_To be done:_
Reproduce the material below line for line, without changing any wording or punctuation, and omit the pictures.

_Working data:_
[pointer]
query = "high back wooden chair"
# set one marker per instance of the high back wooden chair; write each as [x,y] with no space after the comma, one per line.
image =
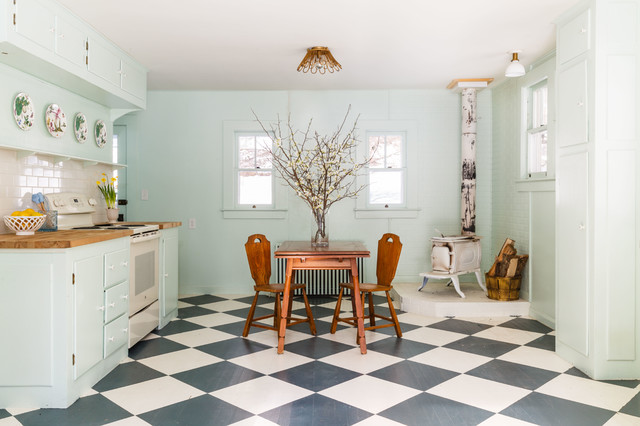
[258,250]
[389,248]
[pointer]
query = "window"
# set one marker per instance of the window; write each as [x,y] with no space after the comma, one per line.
[386,170]
[250,189]
[537,130]
[254,170]
[391,178]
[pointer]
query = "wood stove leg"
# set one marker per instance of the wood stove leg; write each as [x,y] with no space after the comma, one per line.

_Exercise solution:_
[pointer]
query = "high back wooden chair"
# set one marker per instance of the high back wooden chair; write each as [x,y] with no space after the comma, one per line.
image =
[258,250]
[389,248]
[pointer]
query = "window"
# set one marker per instance of the window; write each as [x,y] with no space after the comma, one per line.
[386,170]
[250,189]
[537,130]
[254,170]
[391,178]
[pointer]
query = "wood stove leg"
# set one marker per instance of the wood stove leg; write each as [x,y] with no space after the comma, one per line.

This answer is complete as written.